Selected extract:

-- begin --

While BJP leader Rahul Sinha had warned Bandopadhyay that the Hindutva organisations will organise armed rallies across the state—that often turn violent and resulted in massive anti-Muslim pogroms since 2018—the chief minister warned that while each organisation has a right to rally if a single incident of violence against the minorities happens then her government will take strict actions.

However, despite her warning incidents of anti-minority violence were reported from Kolkata’s adjacent Howrah district. It has been reported that a Ram Navami procession sparked anti-Muslim violence while passing through the Kazipara locality, where several members of the minority community live. It’s alleged that the provocations from the procession stirred tension in the locality and verbal spats turned into violent attacks against the minority community members.

As a result of the rampage several vehicles were set ablaze and despite heavy police presence, the carnage went on unhindered. Finally, the police managed to control the situation by resorting to baton charges and by lobbing teargas shells, but it’s alleged that Hindi-speaking “outsiders” relaunched attacks on the minority community after the peace march by the security forces was over.

The overall situation remains tense in the Howrah district, which also suffered similar orchestrated violence in the previous years during similar occasions. The West Bengal government, which has allegedly taken a soft stand on communal violence perpetrated during Ram Navami and other north Indian Hindu festivals, after Bandopadhyay’s Trinamool Congress (TMC) replicated the RSS’s model to wean away Hindu voters, especially the Hindi speakers, from the saffron camp, remains a mute spectator as anti-Muslim violence during Ram Navami became a quintessential affair.

Suvendu Adhikari, a former confidante of Bandopadhyay who switched to the BJP in late 2020, didn’t ration words while harshly criticising his former mentor, accusing her of not respecting Hindu sentiment by not declaring Ram Navami as a holiday in the state. Incidentally, West Bengal’s Bengali-speaking Hindu community didn’t celebrate Ram Navami with extreme zeal, unlike their northern counterparts before 2017. It was since 2017, the occasion has been used as a political weapon to intimidate the Muslim community and to exhibit the “Hindu power” by the RSS-led rabid Hindutva organisations.

-- end --

Source data:
-- begin --

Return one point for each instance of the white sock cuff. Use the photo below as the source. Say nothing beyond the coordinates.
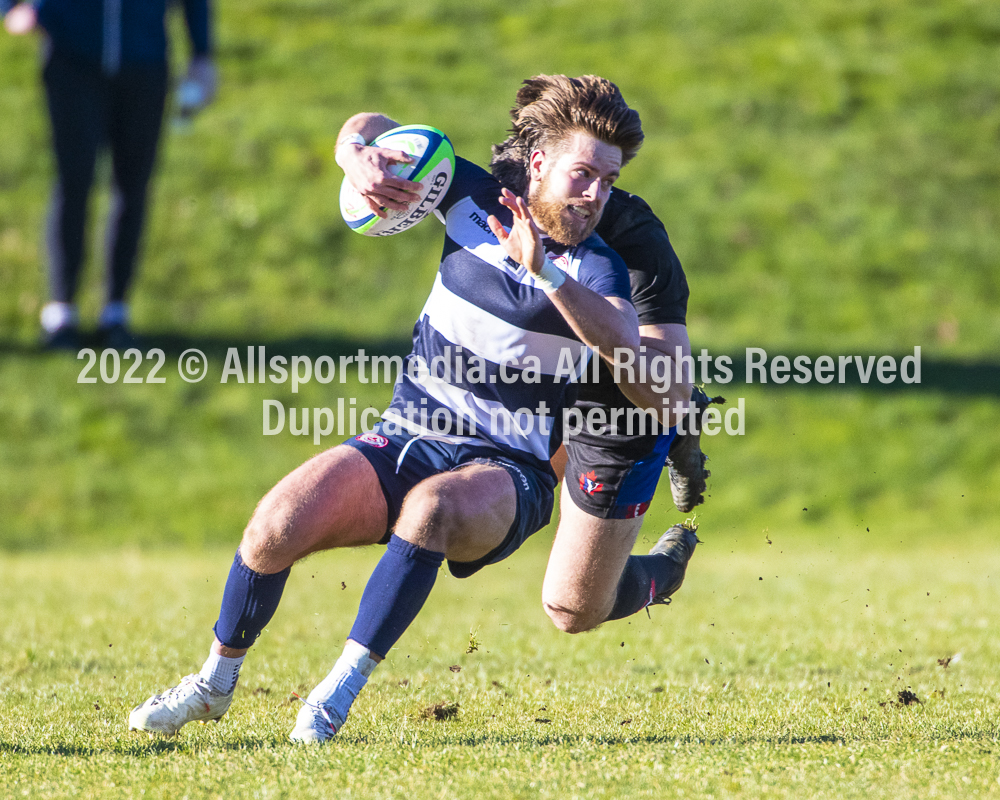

-- end --

Job 1:
Answer each question from the excerpt on Ram Navami violence, one answer per line.
(a) Through which locality was the Ram Navami procession passing when the violence began?
(b) By what means did the police finally bring the situation under control?
(c) When did Suvendu Adhikari switch to the BJP?
Job 2: Reproduce the stretch of the excerpt on Ram Navami violence from "The overall situation" through "a quintessential affair.".

Written reply 1:
(a) The Kazipara locality.
(b) By resorting to baton charges and lobbing teargas shells.
(c) In late 2020.

Written reply 2:
The overall situation remains tense in the Howrah district, which also suffered similar orchestrated violence in the previous years during similar occasions. The West Bengal government, which has allegedly taken a soft stand on communal violence perpetrated during Ram Navami and other north Indian Hindu festivals, after Bandopadhyay’s Trinamool Congress (TMC) replicated the RSS’s model to wean away Hindu voters, especially the Hindi speakers, from the saffron camp, remains a mute spectator as anti-Muslim violence during Ram Navami became a quintessential affair.